_Geciteerde tekst_
··········

De rechtbank overweegt dat de GI tijdens de mondelinge behandeling niet duidelijk heeft kunnen aangeven waarom het perspectief van [minderjarige 1] , ondanks de argumenten voor een overplaatsing van [minderjarige 1] naar de oom en de tante vaderszijde zoals hiervoor uiteengezet, toch bij de pleegouders is bepaald en door wie, door welke deskundigen en op basis van welke gronden het perspectief van [minderjarige 1] bij de pleegouders is bepaald en welke afwegingen daarbij zijn gemaakt. Gelet hierop vindt de rechtbank dat er alsnog gedegen en onafhankelijk onderzoek moet worden verricht naar voormelde voordelen van een overplaatsing van [minderjarige 1] naar de oom en de tante vaderszijde en dat dit afgezet moet worden tegen eventuele nadelen, zoals een breuk van de gehechtheidsrelatie tussen [minderjarige 1] en zijn pleegouders. Dit onderzoek dient te worden onderbouwd met verifieerbare informatie zoals rapportages en verslagen, waarbij tevens onderzocht dient te worden of het trauma van die breuk wellicht voorkomen dan wel verminderd kan worden, of [minderjarige 1] een dergelijke breuk zou aankunnen en waarbij er aandacht is voor het perspectief van [minderjarige 1] op langere termijn. De rechtbank acht dit onderzoek tevens van belang omdat [minderjarige 1] naar verwachting ook zal worden geschaad door het missen van bovengenoemde voordelen van een plaatsing bij de oom en de tante vaderszijde. Daarbij komt dat [minderjarige 1] , gezien zijn jonge leeftijd, mogelijk nu nog de kans heeft om een goede ontwikkeling door te maken bij de oom en tante vaderszijde. Het belang van [minderjarige 1] staat hierbij voorop.
5.6.
Gelet op het voorgaande acht de rechtbank zich op dit moment onvoldoende geïnformeerd om te kunnen beslissen op het verzoek van de Raad om het ouderlijk gezag van de vader over [minderjarige 1] te beëindigen. Zij zal die beslissing daarom pro forma aanhouden voor de duur van vier maanden, tot hierna te melden pro forma datum. De GI wordt verzocht om uiterlijk op die pro forma datum een schriftelijk verslag over te leggen, zoals hiervoor onder rechtsoverwegingen 5.4. en 5.5. is overwogen, onder gelijktijdige verstrekking daarvan aan de overige belanghebbenden. De Raad, de vader, de moeder, de curator van de moeder en de pleegouders worden vervolgens in de gelegenheid gesteld om hierop binnen twee weken schriftelijk te reageren en het door hen gewenste verdere procesverloop van deze procedure kenbaar te maken. De rechtbank verzoekt hen om in hun reactie duidelijk aan te geven of beëindiging van het gezag van de vader over [minderjarige 1] naar hun mening (nog steeds) noodzakelijk is, zo ja wie er dient te worden benoemd tot voogd(es) over [minderjarige 1] , of dat de plaatsing van [minderjarige 1] en de noodzakelijk geachte hulpverlening op vrijwillige basis kan worden voortgezet. Daarbij wordt de Raad verzocht om aan te geven of het verzoek wordt gehandhaafd. Aan de hand daarvan zal de rechtbank het verdere verloop van deze procedure bepalen.

··········

_Oefenopdrachten_
1. Voor hoe lang houdt de rechtbank volgens de rechtbankuitspraak de beslissing over het ouderlijk gezag van de vader pro forma aan?
2. Zet de rechtbankuitspraak alstublieft voort na de laatste zin.

_Gegevensblok_
··········

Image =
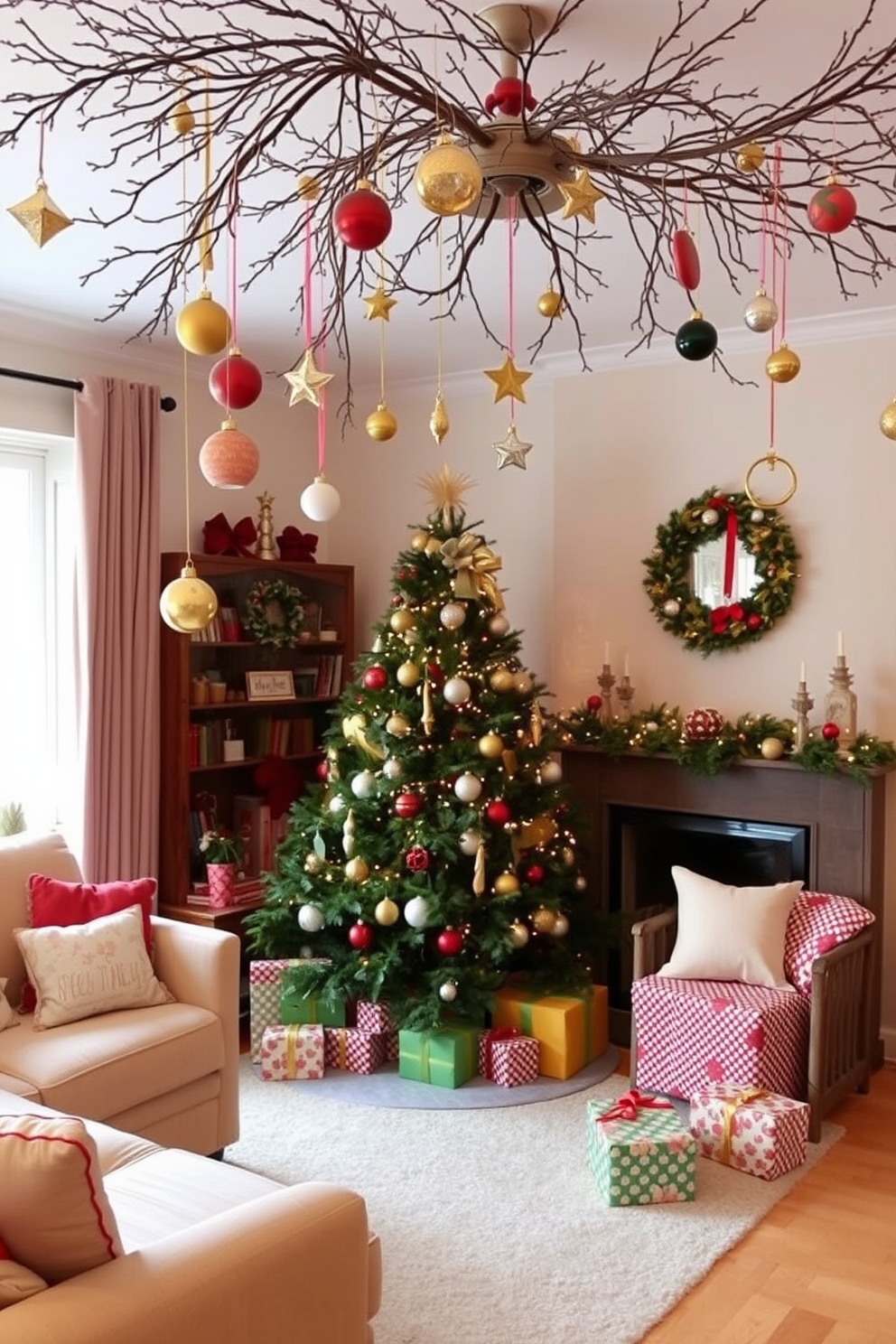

··········

_Uitkomsten op volgorde_
1. Voor de duur van vier maanden.

2.
6.De beslissing

De rechtbank:
6.1.
houdt de beslissing op het verzoek aan tot
dinsdag 20 februari 2024 PRO FORMA, in afwachting van het verslag van de GI zoals hiervoor is overwogen onder rechtsoverwegingen 5.4. en 5.5., zulks onder gelijktijdige verstrekking daarvan aan de Raad, de vader, de moeder, de curator van de moeder en de pleegouders;
6.2.
stelt, na ontvangst van voormeld verslag van de GI, de Raad, de vader, de moeder, de curator van de moeder en de pleegouders in de gelegenheid om hierop binnen twee weken schriftelijk te reageren en het door hen gewenste verdere procesverloop kenbaar te maken, waarbij de Raad dient aan te geven of het verzoek wordt gehandhaafd;
6.3.
behoudt zich iedere verdere beslissing voor.
Deze beschikking is gegeven en in het openbaar uitgesproken op 11 oktober 2023 door mr. Jansen, voorzitter, mr. De Jong en mr. Van Term, allen kinderrechters, in aanwezigheid van mr. Wallerbos als griffier.
Hoger beroep tegen deze beschikking kan worden ingesteld:
  • door de verzoekers en de belanghebbende(n) aan wie een afschrift van de beschikking is verstrekt of verzonden, binnen drie maanden na de dag van de uitspraak;
  • door andere belanghebbenden binnen drie maanden na de betekening daarvan of nadat de beschikking aan hen op een andere wijze bekend is geworden.
Het hoger beroep moet, door tussenkomst van een advocaat, worden ingediend bij de griffie van het gerechtshof te ‘s-Hertogenbosch.